# Exercise instructions
The number of lines containing "table" is the only answer wanted; work it out from the entries below.

Stored data
[Start of Attachment]

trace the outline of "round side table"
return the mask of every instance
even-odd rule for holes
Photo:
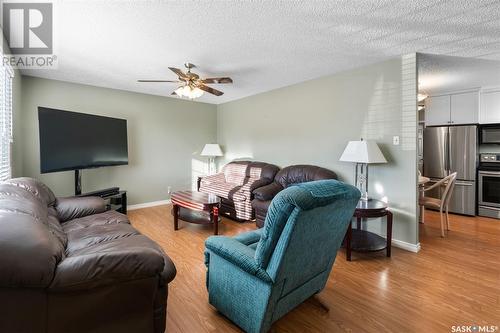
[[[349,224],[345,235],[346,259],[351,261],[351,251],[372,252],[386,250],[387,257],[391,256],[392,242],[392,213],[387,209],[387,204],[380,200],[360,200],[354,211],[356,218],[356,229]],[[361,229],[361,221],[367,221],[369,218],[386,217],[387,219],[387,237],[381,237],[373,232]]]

[End of Attachment]
[Start of Attachment]

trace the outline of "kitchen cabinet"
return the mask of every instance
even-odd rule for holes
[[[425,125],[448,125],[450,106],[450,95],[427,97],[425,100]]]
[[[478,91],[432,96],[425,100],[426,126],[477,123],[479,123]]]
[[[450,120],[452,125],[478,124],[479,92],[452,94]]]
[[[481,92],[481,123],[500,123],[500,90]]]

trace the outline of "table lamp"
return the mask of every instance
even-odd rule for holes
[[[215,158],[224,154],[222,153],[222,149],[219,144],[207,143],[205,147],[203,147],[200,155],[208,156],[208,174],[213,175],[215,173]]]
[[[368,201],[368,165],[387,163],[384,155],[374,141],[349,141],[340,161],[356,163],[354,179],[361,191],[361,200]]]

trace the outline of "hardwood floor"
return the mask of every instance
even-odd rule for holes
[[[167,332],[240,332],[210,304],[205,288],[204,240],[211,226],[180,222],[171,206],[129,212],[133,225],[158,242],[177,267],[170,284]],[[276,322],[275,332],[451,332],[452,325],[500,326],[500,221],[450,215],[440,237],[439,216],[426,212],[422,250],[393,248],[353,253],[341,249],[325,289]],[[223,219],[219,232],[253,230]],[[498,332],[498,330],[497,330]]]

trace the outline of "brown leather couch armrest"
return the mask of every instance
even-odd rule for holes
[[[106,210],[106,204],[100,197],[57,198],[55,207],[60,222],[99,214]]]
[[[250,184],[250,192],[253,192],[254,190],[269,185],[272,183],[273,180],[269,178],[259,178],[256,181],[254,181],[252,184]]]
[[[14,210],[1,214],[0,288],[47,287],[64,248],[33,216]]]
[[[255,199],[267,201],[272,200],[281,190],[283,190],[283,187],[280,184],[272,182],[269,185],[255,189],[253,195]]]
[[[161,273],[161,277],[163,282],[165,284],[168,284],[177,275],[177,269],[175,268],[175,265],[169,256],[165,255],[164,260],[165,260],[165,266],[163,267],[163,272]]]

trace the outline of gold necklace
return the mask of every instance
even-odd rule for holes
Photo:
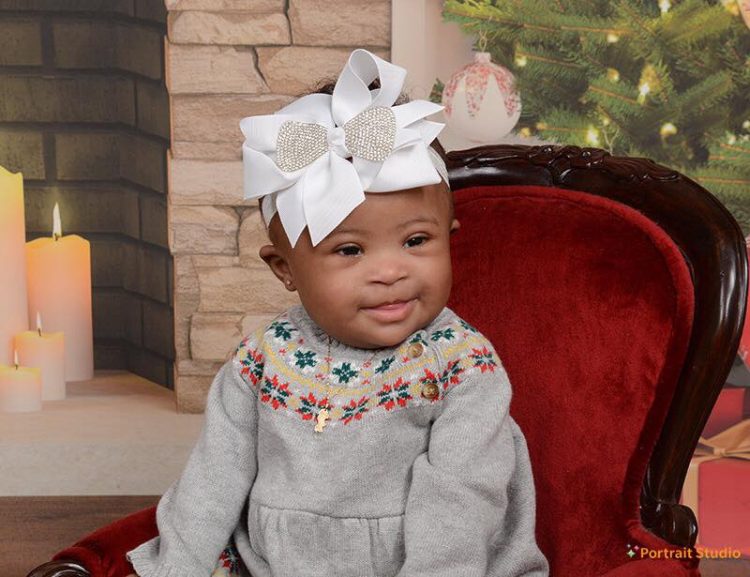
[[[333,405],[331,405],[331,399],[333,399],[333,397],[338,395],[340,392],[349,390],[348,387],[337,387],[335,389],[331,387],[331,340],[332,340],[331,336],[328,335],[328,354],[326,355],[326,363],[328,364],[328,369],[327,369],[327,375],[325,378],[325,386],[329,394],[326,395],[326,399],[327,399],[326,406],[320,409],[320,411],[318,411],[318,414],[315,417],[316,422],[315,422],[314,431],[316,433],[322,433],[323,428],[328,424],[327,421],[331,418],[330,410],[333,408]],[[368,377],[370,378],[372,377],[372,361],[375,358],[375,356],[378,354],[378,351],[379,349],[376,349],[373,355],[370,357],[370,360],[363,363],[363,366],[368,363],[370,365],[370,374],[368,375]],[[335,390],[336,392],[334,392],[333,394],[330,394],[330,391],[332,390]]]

[End of Attachment]

# Written solution
2